Work to be completed:
In the forum thread about the Trek 7.2 FX fitness bike, what kind of bike does MB1 suggest instead?

# Trek 7.2 Fx Fitness Bike?



## deaklematter (Jan 14, 2008)

i'm a future college student at West Virginia University, and if any of you know WV, you know the roads are hilly, windy, and there's most likely gravel all over the place. with that said, i'm looking for a bike that can get me from place to place (large campus...3 large campuses to be exact) and possibly serve as exercise/recreation once or twice a week. i went to my LBS and they had a Trek 7.2 Fx Fitness bike or something of the sort. 

i'll most likely be coming off curbs frequently, smaller sets of stairs possibly, gravel roads occasionally, dirt roads most likely, and biking shorter to medium distances (5-10 miles max at a time), possibly going on longer rides occasionally. however, i've never owned anything other than a mountain bike, and i was never an enthusiast with it. i owuld use it, but it's an old Kona and is pretty heavy, and awful on hills.

in other words, i'm fairly new to the biking world and i was hoping for some advice or comments about the type of bike i should get, and if the one my LBS suggested would suffice.

so any sort of help would be greatly appreciated! if you would like to contact me directly, you can email me at [email protected] . i check it frequently so feel free to offer up whatever you feel i should learn about the sport of biking :thumbsup: thanks!

-deak


----------



## MB1 (Jan 27, 2004)

deaklematter said:


> ...i'll most likely be coming off curbs frequently, smaller sets of stairs possibly, gravel roads occasionally, dirt roads most likely, and biking shorter to medium distances (5-10 miles max at a time), possibly going on longer rides occasionally. ...


I like the Trek Fitness line just fine but it sounds like you are going to be way too hard on the wheels. I think you would be better of on a slightly better MTB with a rigid fork and road-ish tires.


----------



## unagidon (Jun 16, 2007)

Based on "dirt roads mostly" and "smaller sets of stairs" - I think you'll have to stick with a moutain bike.

Entries:
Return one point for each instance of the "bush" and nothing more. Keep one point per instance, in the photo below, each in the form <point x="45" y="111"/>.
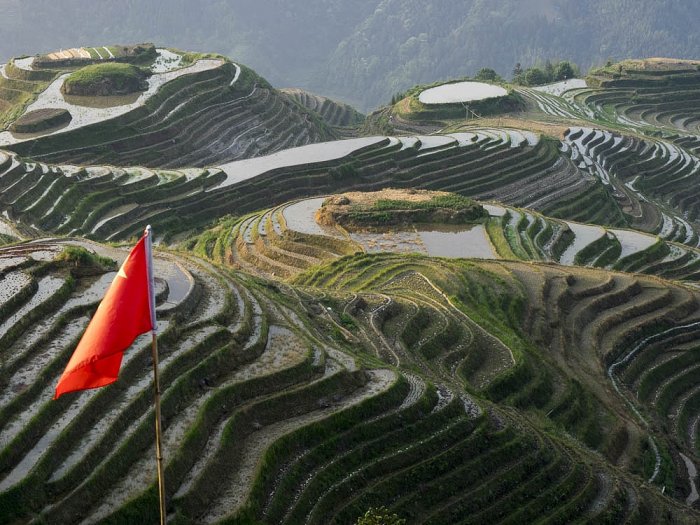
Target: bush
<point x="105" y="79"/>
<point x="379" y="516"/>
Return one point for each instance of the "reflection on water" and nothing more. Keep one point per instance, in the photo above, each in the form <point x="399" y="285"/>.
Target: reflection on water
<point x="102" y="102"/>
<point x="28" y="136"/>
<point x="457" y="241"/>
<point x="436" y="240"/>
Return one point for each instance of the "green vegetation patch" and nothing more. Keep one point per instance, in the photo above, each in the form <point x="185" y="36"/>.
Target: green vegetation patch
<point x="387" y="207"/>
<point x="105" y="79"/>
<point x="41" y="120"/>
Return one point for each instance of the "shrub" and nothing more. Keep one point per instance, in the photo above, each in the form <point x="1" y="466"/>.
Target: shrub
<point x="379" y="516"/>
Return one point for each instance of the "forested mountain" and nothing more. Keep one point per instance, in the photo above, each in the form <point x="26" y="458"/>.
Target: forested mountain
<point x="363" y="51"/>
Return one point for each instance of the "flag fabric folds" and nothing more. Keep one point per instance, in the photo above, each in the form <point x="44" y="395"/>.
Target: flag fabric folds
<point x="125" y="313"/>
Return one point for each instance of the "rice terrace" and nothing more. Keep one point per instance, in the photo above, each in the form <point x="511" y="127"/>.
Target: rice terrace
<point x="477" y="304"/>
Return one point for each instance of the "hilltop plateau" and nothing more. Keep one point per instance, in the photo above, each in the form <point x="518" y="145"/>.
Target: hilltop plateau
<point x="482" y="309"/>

==

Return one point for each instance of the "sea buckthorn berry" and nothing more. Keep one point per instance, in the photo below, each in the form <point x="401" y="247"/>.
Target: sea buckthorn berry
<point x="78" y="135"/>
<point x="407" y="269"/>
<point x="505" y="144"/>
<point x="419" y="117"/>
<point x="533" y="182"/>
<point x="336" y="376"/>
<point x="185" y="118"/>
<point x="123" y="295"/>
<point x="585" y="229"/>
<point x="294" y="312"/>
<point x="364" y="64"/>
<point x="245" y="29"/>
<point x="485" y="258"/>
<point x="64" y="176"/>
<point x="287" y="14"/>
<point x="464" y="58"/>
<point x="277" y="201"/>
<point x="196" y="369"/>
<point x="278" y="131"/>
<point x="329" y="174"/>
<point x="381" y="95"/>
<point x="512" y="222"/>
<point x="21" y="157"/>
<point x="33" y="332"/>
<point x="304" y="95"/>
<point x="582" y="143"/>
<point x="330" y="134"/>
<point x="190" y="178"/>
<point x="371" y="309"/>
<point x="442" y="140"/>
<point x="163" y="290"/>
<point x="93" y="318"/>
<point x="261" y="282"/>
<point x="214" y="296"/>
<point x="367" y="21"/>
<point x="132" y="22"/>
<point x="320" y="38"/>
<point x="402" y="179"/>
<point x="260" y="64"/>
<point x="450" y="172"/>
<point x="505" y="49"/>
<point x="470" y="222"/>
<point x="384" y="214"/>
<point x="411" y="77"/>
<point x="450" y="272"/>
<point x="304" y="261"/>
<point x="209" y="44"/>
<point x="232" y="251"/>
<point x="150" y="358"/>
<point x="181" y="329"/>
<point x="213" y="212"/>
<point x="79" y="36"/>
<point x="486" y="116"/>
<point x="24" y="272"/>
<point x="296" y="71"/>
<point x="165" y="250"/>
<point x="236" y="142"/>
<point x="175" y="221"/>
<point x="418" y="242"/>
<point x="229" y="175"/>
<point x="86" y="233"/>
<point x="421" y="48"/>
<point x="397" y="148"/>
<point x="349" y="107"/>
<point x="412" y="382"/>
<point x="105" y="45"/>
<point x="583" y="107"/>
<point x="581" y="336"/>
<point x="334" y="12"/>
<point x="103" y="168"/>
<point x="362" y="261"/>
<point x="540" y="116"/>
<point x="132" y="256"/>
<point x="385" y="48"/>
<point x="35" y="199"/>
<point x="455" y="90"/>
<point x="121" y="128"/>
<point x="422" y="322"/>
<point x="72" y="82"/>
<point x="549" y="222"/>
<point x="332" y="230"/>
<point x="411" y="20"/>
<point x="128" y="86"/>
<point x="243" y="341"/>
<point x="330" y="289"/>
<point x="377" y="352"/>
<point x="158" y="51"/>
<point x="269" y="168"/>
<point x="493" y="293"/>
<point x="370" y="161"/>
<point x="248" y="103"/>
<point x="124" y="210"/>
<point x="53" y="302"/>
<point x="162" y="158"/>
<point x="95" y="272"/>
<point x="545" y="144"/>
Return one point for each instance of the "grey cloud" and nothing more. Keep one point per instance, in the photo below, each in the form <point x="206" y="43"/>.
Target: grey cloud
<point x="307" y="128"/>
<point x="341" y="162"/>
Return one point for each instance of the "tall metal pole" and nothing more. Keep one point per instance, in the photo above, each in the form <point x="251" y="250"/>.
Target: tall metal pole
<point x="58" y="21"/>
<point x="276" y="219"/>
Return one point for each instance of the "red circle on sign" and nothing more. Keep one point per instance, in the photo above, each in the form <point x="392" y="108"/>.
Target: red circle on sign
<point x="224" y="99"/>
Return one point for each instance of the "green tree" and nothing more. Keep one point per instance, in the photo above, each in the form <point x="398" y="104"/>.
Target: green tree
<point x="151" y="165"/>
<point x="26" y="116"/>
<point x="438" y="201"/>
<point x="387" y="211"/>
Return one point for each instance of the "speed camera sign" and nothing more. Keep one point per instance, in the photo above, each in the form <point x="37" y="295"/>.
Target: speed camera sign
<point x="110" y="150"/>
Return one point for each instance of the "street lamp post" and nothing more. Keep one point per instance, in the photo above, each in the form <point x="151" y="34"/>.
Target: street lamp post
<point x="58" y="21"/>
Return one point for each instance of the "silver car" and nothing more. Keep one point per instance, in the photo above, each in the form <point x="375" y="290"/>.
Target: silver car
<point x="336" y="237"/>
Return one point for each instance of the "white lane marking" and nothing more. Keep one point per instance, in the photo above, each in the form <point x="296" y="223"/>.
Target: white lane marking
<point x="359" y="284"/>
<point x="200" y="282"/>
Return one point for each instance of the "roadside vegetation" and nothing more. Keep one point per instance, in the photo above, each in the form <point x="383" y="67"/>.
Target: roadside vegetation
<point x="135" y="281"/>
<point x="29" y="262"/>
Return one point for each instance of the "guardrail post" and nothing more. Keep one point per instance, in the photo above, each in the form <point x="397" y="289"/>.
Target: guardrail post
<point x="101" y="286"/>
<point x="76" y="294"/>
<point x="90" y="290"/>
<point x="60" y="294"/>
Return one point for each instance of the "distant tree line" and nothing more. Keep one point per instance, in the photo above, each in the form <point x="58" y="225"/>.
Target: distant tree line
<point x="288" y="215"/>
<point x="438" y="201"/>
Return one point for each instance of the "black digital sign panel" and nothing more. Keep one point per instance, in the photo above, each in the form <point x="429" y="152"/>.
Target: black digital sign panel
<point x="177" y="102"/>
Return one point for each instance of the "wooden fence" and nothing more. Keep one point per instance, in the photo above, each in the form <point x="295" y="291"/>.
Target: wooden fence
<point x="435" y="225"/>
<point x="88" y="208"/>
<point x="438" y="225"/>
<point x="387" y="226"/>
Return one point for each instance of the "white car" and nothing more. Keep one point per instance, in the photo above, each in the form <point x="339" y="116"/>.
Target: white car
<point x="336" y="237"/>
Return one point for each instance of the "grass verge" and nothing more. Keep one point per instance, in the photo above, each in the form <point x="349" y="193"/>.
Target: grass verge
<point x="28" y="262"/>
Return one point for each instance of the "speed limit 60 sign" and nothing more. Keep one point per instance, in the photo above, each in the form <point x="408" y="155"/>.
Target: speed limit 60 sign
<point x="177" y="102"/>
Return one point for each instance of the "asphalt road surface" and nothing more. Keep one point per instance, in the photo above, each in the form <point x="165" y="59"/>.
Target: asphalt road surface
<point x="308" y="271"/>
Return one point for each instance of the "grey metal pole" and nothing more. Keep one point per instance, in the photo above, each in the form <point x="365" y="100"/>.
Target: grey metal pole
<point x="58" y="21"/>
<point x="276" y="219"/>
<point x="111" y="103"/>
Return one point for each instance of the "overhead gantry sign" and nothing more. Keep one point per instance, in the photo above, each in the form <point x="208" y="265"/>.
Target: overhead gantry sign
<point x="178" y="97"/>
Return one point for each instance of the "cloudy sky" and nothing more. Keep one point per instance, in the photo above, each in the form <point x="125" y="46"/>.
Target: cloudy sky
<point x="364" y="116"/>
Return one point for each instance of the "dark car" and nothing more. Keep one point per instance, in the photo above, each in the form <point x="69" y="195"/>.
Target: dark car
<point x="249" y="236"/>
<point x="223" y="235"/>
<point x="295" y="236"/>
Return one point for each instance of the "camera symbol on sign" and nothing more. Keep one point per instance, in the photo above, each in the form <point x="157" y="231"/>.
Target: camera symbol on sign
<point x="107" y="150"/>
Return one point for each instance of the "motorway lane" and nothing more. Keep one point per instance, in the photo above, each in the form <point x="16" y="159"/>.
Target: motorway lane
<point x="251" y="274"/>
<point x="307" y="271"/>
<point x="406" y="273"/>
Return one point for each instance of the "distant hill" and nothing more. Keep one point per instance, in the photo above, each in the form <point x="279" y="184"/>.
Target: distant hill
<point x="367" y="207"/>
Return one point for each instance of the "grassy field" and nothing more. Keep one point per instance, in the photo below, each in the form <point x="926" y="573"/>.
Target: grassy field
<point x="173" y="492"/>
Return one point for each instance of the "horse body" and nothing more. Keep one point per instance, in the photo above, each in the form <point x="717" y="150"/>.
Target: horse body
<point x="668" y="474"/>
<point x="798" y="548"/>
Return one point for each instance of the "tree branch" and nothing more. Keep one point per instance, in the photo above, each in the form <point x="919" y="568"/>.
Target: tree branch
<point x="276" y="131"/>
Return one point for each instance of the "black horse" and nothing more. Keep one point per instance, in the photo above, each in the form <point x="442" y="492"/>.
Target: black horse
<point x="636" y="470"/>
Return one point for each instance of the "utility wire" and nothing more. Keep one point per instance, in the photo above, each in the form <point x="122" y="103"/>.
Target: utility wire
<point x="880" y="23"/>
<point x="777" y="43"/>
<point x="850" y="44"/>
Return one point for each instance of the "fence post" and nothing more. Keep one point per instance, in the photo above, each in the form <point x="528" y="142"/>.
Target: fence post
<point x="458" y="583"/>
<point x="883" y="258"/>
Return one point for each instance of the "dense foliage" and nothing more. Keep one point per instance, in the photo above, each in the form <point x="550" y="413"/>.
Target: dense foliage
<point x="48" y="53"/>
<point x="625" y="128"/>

---

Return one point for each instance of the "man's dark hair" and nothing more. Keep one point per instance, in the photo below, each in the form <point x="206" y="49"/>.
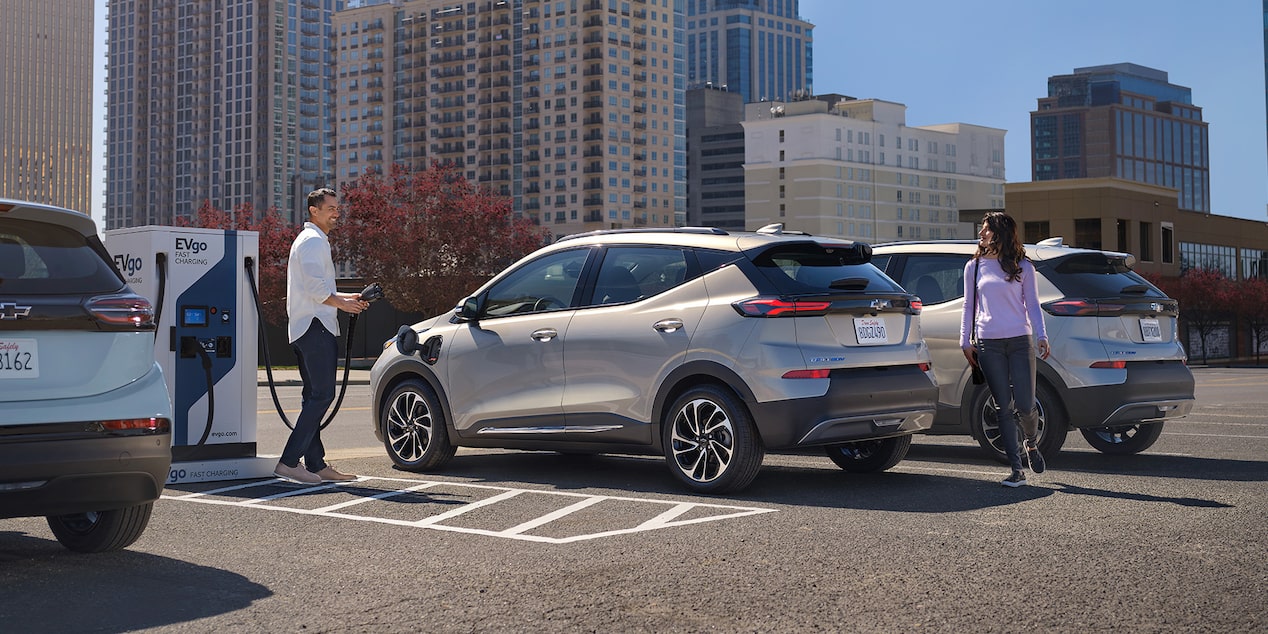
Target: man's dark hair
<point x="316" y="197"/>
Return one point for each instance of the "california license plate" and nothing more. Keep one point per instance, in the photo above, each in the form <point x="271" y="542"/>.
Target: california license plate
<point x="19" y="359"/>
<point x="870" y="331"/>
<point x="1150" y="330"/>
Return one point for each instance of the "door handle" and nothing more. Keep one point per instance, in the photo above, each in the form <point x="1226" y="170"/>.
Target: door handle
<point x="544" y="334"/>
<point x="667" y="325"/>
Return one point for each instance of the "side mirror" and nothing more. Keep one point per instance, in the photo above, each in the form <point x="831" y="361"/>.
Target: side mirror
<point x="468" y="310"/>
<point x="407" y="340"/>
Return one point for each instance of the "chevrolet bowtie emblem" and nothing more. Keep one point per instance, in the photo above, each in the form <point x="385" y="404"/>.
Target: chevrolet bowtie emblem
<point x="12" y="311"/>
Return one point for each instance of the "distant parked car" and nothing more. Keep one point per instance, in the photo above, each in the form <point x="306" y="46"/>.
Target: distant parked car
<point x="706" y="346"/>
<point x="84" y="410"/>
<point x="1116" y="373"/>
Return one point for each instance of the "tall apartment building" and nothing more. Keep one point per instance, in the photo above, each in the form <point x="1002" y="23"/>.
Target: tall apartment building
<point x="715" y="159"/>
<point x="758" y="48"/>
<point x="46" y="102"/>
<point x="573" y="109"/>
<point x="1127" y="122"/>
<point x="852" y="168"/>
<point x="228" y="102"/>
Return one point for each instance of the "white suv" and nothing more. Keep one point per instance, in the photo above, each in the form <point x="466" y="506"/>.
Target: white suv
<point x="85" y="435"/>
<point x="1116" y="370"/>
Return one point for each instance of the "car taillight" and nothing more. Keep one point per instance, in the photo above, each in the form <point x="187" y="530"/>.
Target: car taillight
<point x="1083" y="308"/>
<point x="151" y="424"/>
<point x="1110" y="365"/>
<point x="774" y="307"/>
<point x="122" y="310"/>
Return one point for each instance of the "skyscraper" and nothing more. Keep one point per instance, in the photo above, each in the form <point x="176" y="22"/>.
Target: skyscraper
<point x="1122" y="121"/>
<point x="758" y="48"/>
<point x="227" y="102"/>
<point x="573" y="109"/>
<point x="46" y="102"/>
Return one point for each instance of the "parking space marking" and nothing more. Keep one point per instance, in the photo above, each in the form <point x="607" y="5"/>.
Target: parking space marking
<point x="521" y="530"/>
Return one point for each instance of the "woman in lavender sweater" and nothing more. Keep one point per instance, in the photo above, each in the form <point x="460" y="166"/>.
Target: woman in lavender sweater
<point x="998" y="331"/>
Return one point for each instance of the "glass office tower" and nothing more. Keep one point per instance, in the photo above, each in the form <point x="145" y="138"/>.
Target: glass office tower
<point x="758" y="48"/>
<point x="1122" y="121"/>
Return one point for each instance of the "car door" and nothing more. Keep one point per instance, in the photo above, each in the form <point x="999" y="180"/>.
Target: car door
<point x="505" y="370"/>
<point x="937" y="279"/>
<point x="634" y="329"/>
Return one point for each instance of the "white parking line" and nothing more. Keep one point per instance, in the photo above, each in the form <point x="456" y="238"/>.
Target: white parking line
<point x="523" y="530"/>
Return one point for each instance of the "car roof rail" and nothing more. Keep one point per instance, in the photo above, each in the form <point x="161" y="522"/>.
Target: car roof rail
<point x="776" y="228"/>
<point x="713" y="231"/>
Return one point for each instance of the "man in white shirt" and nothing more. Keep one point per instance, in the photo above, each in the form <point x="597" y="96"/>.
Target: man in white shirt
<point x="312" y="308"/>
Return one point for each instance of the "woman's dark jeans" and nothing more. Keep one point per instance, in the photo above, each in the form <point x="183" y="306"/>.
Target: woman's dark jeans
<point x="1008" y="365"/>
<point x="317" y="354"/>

Complete output:
A slightly better mountain bike with a rigid fork and road-ish tires.